→ Texte de l'exercice:
---
Les causes de la désertification sont multiples, mais les activités humaines en sont les plus grandes responsables. Défrichements abusifs, labours excessifs, exposition de la faune du sol à l’air et au soleil, excès d’irrigation, épandage de pesticides et d’engrais chimiques, destruction de la faune, monoculture, fuite de l’humus des sols et perte de leur fertilité… Aucune civilisation n’a survécu à la mort de ses sols.

Les temps changent

Dans les enjeux environnementaux globaux, la mère de toutes les fragilités et de toutes les batailles demeure la lutte contre la dégradation des terres. Elle est pressante car les agressions ont atteint leur point de basculement. L’Objectif de Développement Durable 15 en fixe un excellent cadre à trois niveaux : éviter de dégrader, réduire la dégradation qu’on ne peut éviter, restaurer les terres dégradées pour atteindre la neutralité, soit « un état où la quantité et la qualité des ressources terrestres nécessaires au soutien des fonctions et services écosystémiques et au renforcement de la sécurité alimentaire restent stables ou augmentent au sein d’un écosystème ». Dans les perspectives du « jour d’après » évoqué en ces temps de crise sanitaire et pour agir « contre la réintoxication du monde », des leviers existent. Parmi eux, les plans d’action nationaux élaborés par de nombreux États pour atteindre la neutralité en matière de dégradation des terres doivent bénéficier d’un soutien particulier.

Une première bonne nouvelle consiste en la reconnaissance du problème par différents rapports scientifiques parus en 2019. Le Groupe d’experts intergouvernemental sur l’évolution du climat (GIEC) insiste sur le rôle clé des terres dans le système climatique : « les sols, second puits de carbone à l’échelle mondiale après les océans, peuvent contribuer massivement à l’atténuation et à l’adaptation aux changements climatiques ». De même la Plateforme intergouvernementale sur la biodiversité et les services écosystémiques (IPBES) souligne que concernant la dégradation des terres « le coût de la perte induite des espèces et services écosystémiques s’élèverait à au moins 10 % du PIB mondial annuel ». Enfin, le groupe d’experts du Comité des Nations unies sur la sécurité alimentaire (CSA) s’attache aux liens entre la santé des sols et l’amélioration de la santé écologique et humaine.
---
→ Données fournies:
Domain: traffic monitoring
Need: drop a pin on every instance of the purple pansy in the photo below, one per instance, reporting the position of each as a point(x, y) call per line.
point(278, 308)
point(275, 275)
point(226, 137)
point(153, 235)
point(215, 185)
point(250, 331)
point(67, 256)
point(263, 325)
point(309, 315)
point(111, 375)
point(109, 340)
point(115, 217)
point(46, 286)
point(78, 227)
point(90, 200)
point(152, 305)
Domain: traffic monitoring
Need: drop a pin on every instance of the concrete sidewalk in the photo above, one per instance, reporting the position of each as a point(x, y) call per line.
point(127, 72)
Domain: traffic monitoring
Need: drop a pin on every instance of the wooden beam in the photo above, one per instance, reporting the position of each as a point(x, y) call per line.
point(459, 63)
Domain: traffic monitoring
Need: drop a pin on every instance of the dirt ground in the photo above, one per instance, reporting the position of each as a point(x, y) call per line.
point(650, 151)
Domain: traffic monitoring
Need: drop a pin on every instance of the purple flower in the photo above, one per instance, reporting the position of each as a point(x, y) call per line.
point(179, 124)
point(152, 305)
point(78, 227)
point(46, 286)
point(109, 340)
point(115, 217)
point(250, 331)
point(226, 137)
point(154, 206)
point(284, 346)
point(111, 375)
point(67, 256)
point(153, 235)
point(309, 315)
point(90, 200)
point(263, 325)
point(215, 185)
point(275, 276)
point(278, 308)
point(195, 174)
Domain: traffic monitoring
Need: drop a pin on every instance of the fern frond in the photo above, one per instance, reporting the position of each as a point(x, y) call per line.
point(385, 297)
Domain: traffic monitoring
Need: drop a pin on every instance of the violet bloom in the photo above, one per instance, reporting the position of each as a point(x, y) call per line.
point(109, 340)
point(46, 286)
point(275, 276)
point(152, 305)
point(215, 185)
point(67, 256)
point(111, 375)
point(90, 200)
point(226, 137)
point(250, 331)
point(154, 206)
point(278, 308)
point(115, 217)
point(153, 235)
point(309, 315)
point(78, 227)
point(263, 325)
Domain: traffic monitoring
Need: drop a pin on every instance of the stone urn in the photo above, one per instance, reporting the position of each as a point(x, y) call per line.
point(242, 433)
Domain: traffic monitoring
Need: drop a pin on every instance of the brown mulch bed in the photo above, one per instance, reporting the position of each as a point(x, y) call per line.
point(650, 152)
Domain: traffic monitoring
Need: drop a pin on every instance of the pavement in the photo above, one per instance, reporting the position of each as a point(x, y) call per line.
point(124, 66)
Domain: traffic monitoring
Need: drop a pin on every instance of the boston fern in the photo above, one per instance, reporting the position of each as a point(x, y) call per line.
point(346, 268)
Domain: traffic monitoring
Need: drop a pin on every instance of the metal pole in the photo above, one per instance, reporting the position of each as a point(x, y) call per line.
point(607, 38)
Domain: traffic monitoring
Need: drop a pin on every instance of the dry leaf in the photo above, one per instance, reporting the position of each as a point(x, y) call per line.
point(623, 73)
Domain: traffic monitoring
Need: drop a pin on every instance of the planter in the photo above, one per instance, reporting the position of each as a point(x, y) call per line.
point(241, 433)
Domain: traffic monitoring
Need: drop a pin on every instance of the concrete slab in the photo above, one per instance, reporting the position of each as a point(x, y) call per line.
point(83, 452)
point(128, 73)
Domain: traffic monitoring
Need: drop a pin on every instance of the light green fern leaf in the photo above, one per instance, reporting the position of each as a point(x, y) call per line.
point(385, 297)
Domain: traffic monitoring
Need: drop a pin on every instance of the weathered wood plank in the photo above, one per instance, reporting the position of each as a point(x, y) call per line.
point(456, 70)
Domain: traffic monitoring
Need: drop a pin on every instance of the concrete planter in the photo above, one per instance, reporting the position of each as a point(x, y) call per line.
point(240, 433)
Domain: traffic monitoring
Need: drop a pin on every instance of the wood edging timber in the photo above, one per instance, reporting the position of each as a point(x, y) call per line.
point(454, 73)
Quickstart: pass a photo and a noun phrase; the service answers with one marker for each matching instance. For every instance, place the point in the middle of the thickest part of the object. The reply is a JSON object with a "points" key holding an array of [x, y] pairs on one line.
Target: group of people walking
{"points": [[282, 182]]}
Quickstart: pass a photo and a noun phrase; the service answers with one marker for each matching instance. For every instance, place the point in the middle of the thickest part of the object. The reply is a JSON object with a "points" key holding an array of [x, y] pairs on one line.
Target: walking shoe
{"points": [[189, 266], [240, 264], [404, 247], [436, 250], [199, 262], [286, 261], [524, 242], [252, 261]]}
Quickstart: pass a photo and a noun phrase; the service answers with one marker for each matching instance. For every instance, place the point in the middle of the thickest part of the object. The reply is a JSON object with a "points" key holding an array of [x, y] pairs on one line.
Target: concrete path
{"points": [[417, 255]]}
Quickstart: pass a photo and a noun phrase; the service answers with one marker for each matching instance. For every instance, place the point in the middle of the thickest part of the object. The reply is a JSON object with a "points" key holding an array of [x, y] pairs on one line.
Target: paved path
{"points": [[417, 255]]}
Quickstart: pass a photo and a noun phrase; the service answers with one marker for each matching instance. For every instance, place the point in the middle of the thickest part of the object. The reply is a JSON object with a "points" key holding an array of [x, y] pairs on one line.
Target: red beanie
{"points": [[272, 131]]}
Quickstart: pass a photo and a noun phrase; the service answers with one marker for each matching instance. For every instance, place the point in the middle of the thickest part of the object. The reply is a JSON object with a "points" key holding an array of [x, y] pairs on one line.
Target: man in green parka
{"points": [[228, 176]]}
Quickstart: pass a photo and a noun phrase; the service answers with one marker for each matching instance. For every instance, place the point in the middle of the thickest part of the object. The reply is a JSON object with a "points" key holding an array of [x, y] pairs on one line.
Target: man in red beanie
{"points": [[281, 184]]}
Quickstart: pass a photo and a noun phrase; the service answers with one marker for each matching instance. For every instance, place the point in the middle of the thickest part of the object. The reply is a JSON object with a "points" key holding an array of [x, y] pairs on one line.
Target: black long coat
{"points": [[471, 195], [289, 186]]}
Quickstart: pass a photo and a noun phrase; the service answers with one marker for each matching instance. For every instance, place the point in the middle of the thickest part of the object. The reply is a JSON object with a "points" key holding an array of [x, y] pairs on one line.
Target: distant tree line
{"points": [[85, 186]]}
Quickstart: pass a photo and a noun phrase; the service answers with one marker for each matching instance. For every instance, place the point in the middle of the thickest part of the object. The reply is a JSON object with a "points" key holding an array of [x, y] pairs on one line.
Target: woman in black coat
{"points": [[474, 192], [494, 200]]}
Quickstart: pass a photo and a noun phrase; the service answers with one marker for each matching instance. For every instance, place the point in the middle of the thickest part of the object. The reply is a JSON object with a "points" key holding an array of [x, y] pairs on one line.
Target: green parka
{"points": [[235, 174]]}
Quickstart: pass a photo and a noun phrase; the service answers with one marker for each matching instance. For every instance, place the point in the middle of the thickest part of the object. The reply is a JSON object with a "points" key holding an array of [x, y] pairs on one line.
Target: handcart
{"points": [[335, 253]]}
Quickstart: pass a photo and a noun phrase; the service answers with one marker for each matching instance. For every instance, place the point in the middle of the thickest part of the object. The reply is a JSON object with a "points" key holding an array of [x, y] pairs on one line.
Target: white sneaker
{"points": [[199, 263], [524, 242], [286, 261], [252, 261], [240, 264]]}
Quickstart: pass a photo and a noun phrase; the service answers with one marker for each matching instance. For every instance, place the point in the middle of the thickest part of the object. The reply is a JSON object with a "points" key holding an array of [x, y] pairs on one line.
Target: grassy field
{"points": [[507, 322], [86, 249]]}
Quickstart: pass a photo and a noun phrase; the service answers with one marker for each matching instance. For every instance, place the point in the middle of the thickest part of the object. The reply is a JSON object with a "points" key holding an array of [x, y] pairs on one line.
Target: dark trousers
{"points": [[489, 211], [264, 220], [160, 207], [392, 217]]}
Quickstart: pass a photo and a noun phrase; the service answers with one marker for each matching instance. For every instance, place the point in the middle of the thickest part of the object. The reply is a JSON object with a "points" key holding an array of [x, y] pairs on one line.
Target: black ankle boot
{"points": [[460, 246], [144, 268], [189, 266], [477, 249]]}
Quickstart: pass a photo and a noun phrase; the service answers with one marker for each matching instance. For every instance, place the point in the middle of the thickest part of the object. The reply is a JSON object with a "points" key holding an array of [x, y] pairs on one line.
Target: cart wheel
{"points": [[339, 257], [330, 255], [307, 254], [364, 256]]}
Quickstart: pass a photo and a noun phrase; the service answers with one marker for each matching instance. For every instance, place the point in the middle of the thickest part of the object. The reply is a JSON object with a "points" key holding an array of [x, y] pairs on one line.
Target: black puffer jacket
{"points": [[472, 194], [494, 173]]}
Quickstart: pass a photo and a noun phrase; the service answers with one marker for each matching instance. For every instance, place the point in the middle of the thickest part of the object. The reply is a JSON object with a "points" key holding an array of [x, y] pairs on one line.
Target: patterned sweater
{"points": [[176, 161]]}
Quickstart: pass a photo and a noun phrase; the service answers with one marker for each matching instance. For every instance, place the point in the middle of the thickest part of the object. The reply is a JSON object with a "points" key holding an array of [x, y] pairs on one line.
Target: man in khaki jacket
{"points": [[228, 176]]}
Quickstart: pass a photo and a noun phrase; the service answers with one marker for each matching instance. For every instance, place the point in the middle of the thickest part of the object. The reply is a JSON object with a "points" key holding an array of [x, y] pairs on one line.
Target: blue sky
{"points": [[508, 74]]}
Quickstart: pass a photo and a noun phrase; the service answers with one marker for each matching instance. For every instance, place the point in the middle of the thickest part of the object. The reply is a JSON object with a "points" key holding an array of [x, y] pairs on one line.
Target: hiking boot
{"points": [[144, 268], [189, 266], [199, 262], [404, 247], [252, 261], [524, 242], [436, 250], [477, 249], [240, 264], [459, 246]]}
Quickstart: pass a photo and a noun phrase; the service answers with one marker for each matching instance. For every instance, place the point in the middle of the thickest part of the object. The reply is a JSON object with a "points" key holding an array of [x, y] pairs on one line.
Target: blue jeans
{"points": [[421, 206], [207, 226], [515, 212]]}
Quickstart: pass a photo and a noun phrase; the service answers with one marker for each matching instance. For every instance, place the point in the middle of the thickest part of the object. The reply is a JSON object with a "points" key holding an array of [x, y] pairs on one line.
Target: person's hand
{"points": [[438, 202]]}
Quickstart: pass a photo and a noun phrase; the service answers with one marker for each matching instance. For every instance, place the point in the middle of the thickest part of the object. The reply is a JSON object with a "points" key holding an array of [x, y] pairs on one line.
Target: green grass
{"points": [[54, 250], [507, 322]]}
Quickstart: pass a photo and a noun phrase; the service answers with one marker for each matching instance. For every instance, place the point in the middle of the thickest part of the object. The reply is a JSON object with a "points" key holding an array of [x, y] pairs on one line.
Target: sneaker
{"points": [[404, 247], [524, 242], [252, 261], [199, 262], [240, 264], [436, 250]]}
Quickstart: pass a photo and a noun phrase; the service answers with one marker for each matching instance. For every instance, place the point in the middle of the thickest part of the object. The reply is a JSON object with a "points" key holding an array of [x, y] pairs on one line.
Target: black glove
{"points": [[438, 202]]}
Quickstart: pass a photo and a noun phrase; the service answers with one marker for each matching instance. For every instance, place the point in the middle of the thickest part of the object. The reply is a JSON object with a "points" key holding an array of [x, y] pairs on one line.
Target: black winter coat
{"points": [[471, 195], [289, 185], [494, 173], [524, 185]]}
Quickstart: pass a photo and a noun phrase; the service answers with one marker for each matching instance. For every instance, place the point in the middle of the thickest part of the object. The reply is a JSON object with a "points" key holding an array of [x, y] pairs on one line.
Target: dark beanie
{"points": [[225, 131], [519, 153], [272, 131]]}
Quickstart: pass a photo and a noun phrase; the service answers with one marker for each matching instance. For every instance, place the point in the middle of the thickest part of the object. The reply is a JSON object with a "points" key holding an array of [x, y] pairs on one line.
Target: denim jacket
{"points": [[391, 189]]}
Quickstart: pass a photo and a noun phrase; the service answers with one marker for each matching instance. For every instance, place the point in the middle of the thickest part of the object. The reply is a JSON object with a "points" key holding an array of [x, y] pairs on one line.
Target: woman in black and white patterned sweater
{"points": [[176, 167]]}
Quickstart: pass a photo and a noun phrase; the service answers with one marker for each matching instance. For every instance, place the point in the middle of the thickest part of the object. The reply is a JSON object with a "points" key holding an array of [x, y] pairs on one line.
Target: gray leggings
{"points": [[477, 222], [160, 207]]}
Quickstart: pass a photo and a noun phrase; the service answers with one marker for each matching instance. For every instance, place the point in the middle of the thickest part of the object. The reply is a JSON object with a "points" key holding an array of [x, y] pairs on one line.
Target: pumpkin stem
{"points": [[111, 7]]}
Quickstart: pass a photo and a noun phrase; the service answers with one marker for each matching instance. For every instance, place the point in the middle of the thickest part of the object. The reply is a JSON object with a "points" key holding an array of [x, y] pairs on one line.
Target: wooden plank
---
→ Travail demandé:
1 - Traduisez en anglais la phrase suivante du texte sur la dégradation des terres : « Une première bonne nouvelle consiste en la reconnaissance du problème par différents rapports scientifiques parus en 2019. »
2 - Poursuivez le texte sur la dégradation des terres en reprenant après sa dernière phrase.

→ Vos réponses écrites:
1 - A first piece of good news is the recognition of the problem by various scientific reports published in 2019.

2 -
Alors que près de la moitié des systèmes cultivés sur terre se situent dans les zones arides, la sécurité alimentaire est sous la menace de leur dégradation. L’insécurité alimentaire qui en découle constitue un facteur majeur de pauvreté qui conduit partout à des instabilités sociales et politiques. Des terres dégradées mènent à des vies dégradées. L’ONU estime que la désertification, les pénuries d’eau et la baisse de la production agricole, pourraient entrainer la migration forcée de 50 à 700 millions de personnes d’ici à 2050.

La transition vers l’agroécologie est lancée

Avec l’extrême fragilité des systèmes alimentaires avérée par la crise du Covid-19, une seconde bonne nouvelle consiste en la reconnaissance progressive de l’agroécologie comme alternative. Son approche et ses méthodes alliant agronomie, écologie et social permettent de répondre aux besoins de la production agricole et alimentaire tout en évitant les effets délétères de l’agriculture conventionnelle. Les paysannes et les paysans qui pratiquent l’agroécologie sont des acteurs majeurs du maintien des patrimoines nourriciers tout en contribuant à la lutte contre le réchauffement climatique et la perte de la biodiversité. Elles et ils assurent une production alimentaire nutritive, la durabilité environnementale et une meilleure résilience socio-économique à l’échelle des territoires.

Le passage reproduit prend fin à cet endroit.